[ACTIVITY] Return all of the listing word for word; the pictures stay out.
++++++
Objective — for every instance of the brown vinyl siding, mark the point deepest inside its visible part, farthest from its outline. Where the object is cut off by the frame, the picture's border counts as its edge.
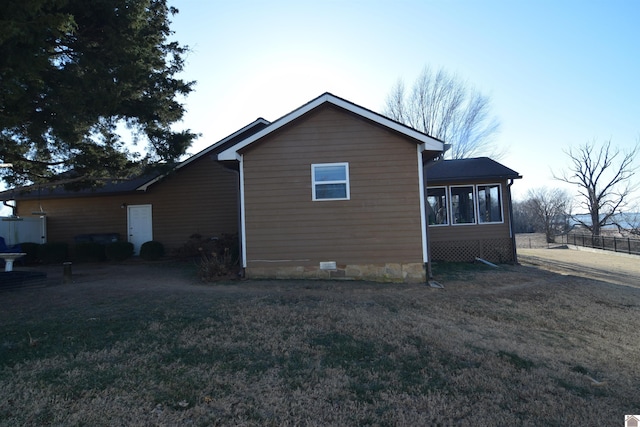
(199, 198)
(379, 224)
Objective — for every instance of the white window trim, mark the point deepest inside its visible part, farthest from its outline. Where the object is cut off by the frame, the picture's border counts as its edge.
(447, 205)
(499, 200)
(475, 206)
(346, 181)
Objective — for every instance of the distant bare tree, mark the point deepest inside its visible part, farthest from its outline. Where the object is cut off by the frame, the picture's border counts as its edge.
(523, 218)
(445, 107)
(551, 209)
(603, 175)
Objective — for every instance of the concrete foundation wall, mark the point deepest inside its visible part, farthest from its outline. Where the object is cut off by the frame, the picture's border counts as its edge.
++++++
[ANSWER TO THIS EXERCISE]
Objective — for every instance of the brown vinyl siding, mark the point deepest inside its visible part, farthest from its outline. Where the object is cut off by the frame, the picture's border counts as its edge.
(199, 198)
(379, 224)
Objective — for every instance of the white window trim, mark the point deepest inside its visible part, farthest from its outline. Where the object is cut off by the frame, the picture's border counts as its edge.
(447, 205)
(499, 200)
(475, 206)
(346, 181)
Objective — for every instance of the distant bare tree, mark the point deepest inside its visible part, farthest from its outline. Where the object is cut off by the frame, the picture's border counts as its edge.
(523, 218)
(445, 107)
(551, 209)
(603, 175)
Objective — for every instance of the concrete foundation wall, mark the point deepest inside its visible part, farthest from its outline. Where the object is cut off by the frame, the picture's border counts as its edge.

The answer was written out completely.